THE PROBLEM:
The answer is one number: how many lines in the data below hold "each".

(Stored items)

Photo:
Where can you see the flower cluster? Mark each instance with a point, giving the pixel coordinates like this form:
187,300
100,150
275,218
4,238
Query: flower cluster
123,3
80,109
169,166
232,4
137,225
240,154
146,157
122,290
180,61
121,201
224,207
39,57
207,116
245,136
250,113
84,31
* * *
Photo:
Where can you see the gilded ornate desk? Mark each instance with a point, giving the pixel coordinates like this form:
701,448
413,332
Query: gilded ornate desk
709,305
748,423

EXERCISE ANSWER:
2